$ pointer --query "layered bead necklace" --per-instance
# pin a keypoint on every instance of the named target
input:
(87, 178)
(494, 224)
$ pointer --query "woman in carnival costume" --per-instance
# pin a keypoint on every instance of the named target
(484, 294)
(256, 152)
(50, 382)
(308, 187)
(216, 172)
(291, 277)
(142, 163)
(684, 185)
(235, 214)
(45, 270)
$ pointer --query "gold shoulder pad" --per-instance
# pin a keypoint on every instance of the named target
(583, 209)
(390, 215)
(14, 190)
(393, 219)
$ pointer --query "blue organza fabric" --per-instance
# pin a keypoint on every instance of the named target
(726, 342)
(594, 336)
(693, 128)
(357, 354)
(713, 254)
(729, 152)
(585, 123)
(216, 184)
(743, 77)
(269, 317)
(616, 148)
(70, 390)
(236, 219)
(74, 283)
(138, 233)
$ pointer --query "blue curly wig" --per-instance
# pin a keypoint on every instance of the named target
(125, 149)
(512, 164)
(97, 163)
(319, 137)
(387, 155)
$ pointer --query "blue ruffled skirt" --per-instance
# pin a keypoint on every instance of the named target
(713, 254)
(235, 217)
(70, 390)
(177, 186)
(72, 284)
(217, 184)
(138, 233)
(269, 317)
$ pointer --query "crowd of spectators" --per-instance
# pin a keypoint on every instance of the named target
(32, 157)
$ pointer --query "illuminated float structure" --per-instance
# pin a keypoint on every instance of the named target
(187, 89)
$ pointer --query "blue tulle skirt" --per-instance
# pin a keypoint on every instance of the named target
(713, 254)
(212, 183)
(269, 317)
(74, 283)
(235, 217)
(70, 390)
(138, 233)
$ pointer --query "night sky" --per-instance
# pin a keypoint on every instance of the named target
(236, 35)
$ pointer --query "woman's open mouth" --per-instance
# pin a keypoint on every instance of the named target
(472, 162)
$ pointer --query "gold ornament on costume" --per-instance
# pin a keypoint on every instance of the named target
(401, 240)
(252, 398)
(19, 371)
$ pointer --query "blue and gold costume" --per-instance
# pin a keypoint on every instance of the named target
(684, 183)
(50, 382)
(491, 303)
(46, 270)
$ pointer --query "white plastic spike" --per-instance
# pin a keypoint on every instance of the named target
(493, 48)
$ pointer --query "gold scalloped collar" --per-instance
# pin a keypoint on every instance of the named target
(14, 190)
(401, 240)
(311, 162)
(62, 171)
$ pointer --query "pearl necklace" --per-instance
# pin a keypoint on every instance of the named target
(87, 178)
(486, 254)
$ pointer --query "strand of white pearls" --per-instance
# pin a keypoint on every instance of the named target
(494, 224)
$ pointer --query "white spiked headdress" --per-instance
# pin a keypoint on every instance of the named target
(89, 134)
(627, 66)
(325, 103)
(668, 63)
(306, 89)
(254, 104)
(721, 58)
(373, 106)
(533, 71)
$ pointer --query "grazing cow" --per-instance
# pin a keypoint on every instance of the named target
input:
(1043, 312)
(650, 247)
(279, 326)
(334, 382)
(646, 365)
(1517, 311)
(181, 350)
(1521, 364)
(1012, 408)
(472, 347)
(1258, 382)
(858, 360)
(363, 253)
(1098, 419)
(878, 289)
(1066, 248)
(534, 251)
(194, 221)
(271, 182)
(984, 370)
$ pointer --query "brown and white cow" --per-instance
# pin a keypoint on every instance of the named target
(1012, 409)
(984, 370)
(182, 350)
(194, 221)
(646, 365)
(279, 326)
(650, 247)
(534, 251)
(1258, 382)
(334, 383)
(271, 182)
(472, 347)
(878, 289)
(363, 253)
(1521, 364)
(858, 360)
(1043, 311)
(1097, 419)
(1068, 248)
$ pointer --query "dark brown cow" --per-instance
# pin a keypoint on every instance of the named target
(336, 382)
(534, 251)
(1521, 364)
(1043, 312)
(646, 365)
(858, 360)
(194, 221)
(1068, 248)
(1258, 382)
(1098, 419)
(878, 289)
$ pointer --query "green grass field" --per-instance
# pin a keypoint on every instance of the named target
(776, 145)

________

Repeat every line of the listing, word for word.

**Solution**
$ pointer --query "layered bead necklace" --per-instance
# pin a keypoint on every instance of the named target
input:
(87, 178)
(494, 224)
$ pointer --query "woman in carnival costume" --per-instance
# pin a keypoint on every instance of the named target
(484, 294)
(256, 152)
(50, 382)
(308, 187)
(216, 172)
(291, 277)
(142, 163)
(684, 185)
(235, 214)
(45, 270)
$ pointer --query "gold shoulder pad" --per-instance
# pin a keypoint on every instance of the named target
(583, 209)
(390, 215)
(14, 190)
(393, 219)
$ pointer --query "blue organza fabric" --per-instance
# pin a keypoint on every instance of the named target
(726, 342)
(594, 336)
(693, 128)
(357, 354)
(713, 254)
(729, 152)
(585, 123)
(216, 184)
(743, 77)
(269, 317)
(616, 148)
(70, 390)
(236, 219)
(74, 283)
(138, 233)
$ pointer --query "blue curly wig" --per-instance
# pin a keypoint on every instance of the named target
(125, 149)
(512, 164)
(97, 163)
(319, 137)
(387, 155)
$ pointer --query "blue ruffled skirt" --per-instance
# pin a keypoint on every instance of the named target
(713, 254)
(235, 217)
(70, 390)
(177, 186)
(72, 284)
(217, 184)
(138, 233)
(269, 317)
$ pointer --query "crowd of spectators" --per-instance
# pin a keypoint on every instance of the named target
(32, 157)
$ pointer --query "illuminated float structure" --per-instance
# pin a keypoint on every instance of the named target
(187, 89)
$ pointer --query "blue tulle skirt" --per-instance
# pin a keypoint on every instance of the named target
(713, 254)
(212, 183)
(269, 317)
(74, 283)
(235, 217)
(70, 390)
(138, 233)
$ pointer --query "night sky" --per-instance
# pin a keypoint on every instance of the named target
(236, 35)
$ pointer --query "woman's open mouth" --per-instance
# pin a keypoint on every instance of the named target
(472, 162)
$ pointer --query "gold ornament on costume" --per-instance
# pin a keypoint on every instance of the named target
(401, 240)
(252, 398)
(19, 371)
$ pointer --query "blue and gold costume" --per-instance
# pin a keypoint on every instance of the named target
(684, 183)
(50, 382)
(491, 303)
(46, 270)
$ pointer --query "white plastic spike" --per-instance
# pin a keypoint on every instance of the named target
(493, 48)
$ pointer --query "gold scalloped collar" --per-instance
# pin a keypoint on every instance of the named target
(14, 190)
(401, 240)
(311, 162)
(62, 171)
$ pointer --query "pearl necklace" --per-instance
# pin a keypoint on every instance of the named target
(87, 178)
(486, 254)
$ pointer --query "strand of white pearls" --per-instance
# pin a keypoint on every instance of the named target
(494, 224)
$ pointer --query "white spiked headdress" --per-instance
# pin a keypoint on every instance of the named target
(89, 134)
(627, 66)
(325, 103)
(668, 63)
(306, 89)
(254, 104)
(721, 58)
(373, 106)
(533, 71)
$ pointer --query "grazing cow" --per-instance
# pin a keypoint on every instance of the named target
input:
(1043, 312)
(650, 247)
(279, 326)
(334, 382)
(646, 365)
(1517, 311)
(181, 350)
(1521, 364)
(1012, 408)
(472, 347)
(1258, 382)
(858, 360)
(363, 253)
(1098, 419)
(878, 289)
(1066, 248)
(534, 251)
(194, 221)
(271, 182)
(984, 370)
$ pointer --query "brown and white cow" --per-instance
# pin a keypoint on every instance of the named target
(1012, 409)
(984, 370)
(182, 350)
(194, 221)
(646, 365)
(279, 326)
(650, 247)
(534, 251)
(1258, 382)
(334, 383)
(271, 182)
(472, 347)
(878, 289)
(363, 253)
(1521, 364)
(858, 360)
(1043, 311)
(1097, 419)
(1068, 248)
$ pointer --query "dark brown cow" --per-instance
# pin a keypoint on every instance of the named target
(336, 382)
(534, 251)
(1521, 364)
(1043, 312)
(646, 365)
(858, 360)
(194, 221)
(1068, 248)
(1258, 382)
(1098, 419)
(878, 289)
$ pointer --query "green grass field" --per-instance
# pin a keypoint on every instance of the named target
(776, 145)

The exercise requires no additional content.